Written instruction
Rewrite the stretch from "You should NOT make" through "against your beliefs." in the Ray Dalio decision-making excerpt, switching "beliefs" to "views".

>> BEGIN Document extract

From Ray Dalio’s “Principles”

Here are Ray Dalio’s tips on how to make good decisions:

The two biggest barriers to good decision making are your ego and your blind spots. Together, they make it difficult for you to objectively see what is true about you and your circumstances and to make the best possible decisions by getting the most out of others.” (p. 183)

Most people make bad decisions because they are so certain that they’re right that they don’t allow themselves to see the better alternatives that exist. Radically open-minded people know that coming up with the right questions and asking other smart people what they think is as important as having all the answers.” (p. 188)


1. “decision making is a two-step process: (first learning and then deciding).” (p. 235)

You should NOT make a decision quickly. You should learn by gathering the best quality information possible. You should NOT simply gather information that already confirms your beliefs. You should gather quality information that goes against your beliefs.

  • Learning must come before deciding.” (p. 235)

    “That’s why it always pays to be radically open-minded and seek out believable others as you do your learning. Many people have emotional trouble doing this and block the learning that could help them make better decisions. Remind yourself that it’s never harmful to at least hear an opposing point of view.”

  • “you need to weigh first-order consequences against second- and third-order consequences, and base your decisions not just on near-term results but on results over time. Failing to consider second- and third-order consequences is the cause of a lot of painfully bad decisions, and it is especially deadly when the first inferior option confirms your own biases.” (p. 236)

  • Never seize on the first available option, no matter how good it seems, before you’ve asked questions and explored.”

>> END Document extract
>> BEGIN Extracted data

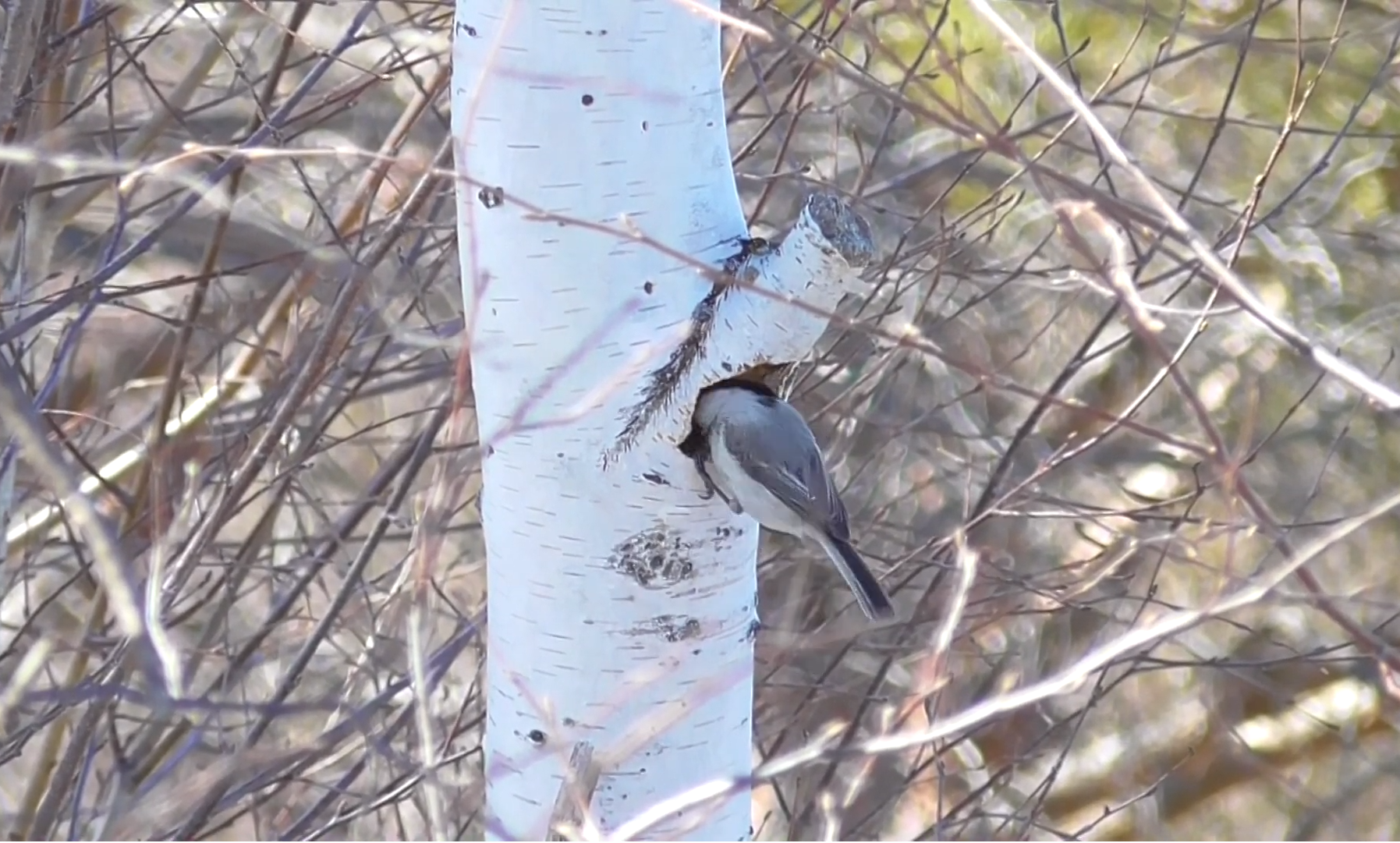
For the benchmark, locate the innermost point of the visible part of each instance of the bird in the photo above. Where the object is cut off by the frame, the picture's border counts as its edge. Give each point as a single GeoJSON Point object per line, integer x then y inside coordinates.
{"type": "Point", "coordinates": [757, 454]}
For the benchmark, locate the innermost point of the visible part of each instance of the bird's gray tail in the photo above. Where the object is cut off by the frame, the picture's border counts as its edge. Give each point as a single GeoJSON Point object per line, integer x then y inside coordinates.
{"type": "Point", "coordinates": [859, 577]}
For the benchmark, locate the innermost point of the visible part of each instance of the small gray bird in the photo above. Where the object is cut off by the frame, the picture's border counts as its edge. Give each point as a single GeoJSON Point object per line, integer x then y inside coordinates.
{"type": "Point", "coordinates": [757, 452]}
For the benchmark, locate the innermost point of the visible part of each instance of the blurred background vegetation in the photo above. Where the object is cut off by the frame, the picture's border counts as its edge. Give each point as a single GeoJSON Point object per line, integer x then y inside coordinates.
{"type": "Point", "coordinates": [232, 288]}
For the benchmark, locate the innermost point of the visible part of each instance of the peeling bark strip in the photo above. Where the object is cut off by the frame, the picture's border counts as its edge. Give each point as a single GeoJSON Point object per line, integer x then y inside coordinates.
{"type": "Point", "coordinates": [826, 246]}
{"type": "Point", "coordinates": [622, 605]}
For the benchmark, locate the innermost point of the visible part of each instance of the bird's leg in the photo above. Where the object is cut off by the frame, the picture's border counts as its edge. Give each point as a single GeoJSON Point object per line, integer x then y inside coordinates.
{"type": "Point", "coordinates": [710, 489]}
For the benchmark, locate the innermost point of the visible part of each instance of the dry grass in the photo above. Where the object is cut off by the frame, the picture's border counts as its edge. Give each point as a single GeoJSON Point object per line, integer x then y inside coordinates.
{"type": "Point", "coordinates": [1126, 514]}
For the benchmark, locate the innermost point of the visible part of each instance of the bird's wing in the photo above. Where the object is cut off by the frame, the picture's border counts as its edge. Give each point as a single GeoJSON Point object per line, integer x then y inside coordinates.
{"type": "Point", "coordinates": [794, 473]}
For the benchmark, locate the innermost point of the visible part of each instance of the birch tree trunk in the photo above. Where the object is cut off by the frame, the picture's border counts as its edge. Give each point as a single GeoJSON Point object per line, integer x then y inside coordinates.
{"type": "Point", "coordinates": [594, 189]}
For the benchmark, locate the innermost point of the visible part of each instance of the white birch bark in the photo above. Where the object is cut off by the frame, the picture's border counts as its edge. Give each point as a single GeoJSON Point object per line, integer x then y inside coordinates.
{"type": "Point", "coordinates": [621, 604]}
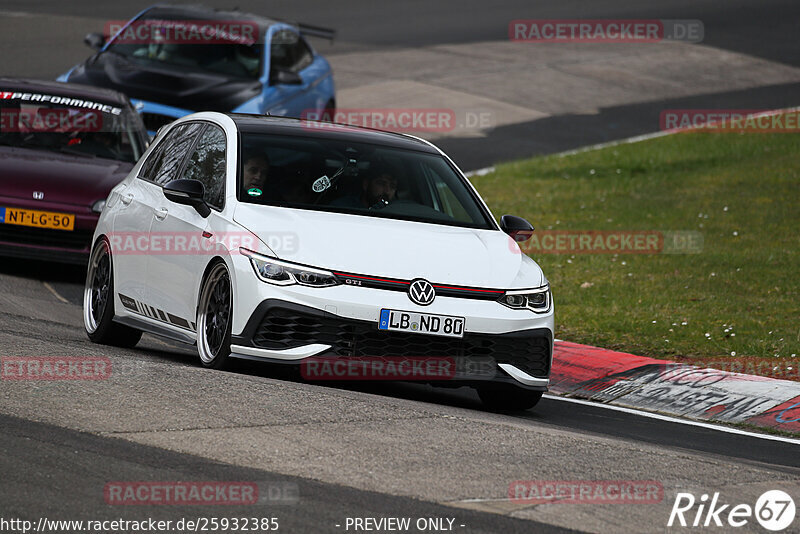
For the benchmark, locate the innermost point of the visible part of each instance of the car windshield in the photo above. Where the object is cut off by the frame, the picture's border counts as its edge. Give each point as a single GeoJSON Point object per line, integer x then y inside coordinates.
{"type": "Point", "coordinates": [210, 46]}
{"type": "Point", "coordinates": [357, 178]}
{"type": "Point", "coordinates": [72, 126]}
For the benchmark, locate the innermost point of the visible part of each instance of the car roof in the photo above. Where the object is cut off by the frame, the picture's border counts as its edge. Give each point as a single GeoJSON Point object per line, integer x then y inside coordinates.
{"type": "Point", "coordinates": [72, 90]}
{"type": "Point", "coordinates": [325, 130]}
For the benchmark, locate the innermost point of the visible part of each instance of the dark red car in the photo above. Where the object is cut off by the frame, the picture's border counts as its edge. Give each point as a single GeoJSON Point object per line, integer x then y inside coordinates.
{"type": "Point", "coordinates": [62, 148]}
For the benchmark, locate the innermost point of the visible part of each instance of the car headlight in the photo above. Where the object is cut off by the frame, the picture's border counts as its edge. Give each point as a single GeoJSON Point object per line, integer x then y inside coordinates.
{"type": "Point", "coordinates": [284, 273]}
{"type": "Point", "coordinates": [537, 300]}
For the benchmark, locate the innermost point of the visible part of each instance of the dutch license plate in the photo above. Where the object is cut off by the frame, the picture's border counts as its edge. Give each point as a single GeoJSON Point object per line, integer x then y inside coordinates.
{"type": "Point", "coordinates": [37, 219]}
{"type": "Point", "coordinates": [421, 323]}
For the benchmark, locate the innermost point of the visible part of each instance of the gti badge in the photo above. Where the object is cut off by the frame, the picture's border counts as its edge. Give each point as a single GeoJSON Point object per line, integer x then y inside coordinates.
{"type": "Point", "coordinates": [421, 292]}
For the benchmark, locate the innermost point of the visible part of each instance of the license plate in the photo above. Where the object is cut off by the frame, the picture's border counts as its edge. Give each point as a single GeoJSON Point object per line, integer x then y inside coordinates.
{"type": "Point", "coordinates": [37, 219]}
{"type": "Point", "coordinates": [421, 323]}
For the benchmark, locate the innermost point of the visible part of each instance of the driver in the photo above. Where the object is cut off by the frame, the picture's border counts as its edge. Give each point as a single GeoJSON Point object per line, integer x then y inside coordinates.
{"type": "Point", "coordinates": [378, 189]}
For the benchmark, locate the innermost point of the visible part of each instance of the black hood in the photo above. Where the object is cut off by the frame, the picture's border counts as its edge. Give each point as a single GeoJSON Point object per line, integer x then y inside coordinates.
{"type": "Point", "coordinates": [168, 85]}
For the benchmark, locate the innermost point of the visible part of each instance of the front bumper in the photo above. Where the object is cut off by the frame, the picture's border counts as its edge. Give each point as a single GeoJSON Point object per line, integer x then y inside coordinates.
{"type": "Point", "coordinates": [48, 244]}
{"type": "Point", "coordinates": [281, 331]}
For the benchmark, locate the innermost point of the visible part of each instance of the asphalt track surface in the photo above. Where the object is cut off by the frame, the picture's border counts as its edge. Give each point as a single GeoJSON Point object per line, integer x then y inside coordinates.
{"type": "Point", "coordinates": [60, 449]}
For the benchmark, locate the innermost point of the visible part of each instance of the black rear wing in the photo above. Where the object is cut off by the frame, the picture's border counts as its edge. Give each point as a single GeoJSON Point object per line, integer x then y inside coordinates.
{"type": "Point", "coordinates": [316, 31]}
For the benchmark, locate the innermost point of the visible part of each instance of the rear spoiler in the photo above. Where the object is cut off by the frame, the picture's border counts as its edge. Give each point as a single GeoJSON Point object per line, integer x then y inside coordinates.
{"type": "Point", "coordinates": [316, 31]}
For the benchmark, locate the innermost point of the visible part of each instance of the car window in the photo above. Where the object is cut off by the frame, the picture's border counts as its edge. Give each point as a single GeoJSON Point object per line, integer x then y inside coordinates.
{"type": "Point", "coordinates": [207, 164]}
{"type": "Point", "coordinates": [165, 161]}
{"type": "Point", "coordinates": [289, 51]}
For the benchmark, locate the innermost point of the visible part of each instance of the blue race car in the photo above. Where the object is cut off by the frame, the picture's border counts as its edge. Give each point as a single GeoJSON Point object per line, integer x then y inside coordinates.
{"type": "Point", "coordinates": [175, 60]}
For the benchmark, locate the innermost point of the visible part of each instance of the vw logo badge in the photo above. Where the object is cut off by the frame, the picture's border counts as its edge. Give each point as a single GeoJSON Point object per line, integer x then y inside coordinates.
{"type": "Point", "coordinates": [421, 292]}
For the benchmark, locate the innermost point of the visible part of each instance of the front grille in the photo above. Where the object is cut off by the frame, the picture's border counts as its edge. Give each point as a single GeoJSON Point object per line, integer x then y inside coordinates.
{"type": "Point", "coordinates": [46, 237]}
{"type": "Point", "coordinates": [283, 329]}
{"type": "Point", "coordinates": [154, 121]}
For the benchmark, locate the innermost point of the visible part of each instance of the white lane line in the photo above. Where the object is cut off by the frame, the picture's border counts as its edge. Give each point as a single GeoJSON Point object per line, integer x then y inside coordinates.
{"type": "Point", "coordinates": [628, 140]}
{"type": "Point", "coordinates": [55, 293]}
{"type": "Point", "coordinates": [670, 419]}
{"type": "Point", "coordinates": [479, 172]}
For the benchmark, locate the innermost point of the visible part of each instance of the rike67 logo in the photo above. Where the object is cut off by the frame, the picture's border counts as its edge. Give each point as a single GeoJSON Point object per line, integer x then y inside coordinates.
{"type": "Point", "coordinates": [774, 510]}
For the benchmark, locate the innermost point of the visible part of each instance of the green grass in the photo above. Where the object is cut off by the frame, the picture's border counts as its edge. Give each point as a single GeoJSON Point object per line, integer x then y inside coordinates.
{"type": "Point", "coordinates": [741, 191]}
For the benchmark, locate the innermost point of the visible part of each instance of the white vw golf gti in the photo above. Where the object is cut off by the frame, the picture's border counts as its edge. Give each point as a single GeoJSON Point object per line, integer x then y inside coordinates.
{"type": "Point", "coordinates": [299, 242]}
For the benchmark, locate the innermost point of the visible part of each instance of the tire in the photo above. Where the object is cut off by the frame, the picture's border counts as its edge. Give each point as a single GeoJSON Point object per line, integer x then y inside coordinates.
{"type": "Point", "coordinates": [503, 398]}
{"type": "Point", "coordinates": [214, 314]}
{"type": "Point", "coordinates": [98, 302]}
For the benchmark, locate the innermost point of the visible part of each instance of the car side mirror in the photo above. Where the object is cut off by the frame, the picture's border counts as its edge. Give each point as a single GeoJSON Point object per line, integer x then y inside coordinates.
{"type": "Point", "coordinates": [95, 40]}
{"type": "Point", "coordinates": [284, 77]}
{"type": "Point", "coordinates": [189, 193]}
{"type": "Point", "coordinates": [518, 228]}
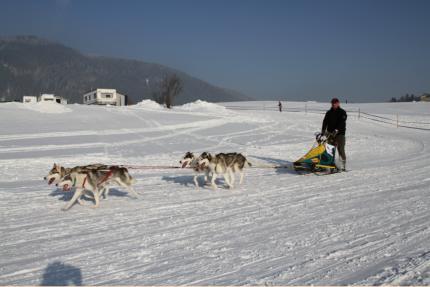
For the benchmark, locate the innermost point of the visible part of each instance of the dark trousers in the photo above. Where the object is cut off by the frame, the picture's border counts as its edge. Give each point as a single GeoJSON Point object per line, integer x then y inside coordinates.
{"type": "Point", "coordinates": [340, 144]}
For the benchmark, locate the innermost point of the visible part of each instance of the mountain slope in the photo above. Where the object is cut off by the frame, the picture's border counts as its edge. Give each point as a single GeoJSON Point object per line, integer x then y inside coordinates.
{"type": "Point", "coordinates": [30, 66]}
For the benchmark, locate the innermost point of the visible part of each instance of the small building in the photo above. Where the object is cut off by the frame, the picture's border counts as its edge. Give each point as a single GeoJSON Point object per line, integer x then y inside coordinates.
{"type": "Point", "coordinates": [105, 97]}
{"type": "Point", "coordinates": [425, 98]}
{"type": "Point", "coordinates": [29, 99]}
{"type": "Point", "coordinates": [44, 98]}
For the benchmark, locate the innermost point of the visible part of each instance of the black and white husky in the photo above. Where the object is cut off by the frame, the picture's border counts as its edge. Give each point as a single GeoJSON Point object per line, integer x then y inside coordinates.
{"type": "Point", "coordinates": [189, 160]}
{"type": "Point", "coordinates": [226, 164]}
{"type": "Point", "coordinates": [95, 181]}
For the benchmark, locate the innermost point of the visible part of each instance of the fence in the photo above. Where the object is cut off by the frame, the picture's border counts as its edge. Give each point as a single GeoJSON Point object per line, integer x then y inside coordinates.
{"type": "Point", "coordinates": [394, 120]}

>> END Extracted data

Complete answer
You should NOT make a decision quickly. You should learn by gathering the best quality information possible. You should NOT simply gather information that already confirms your views. You should gather quality information that goes against your views.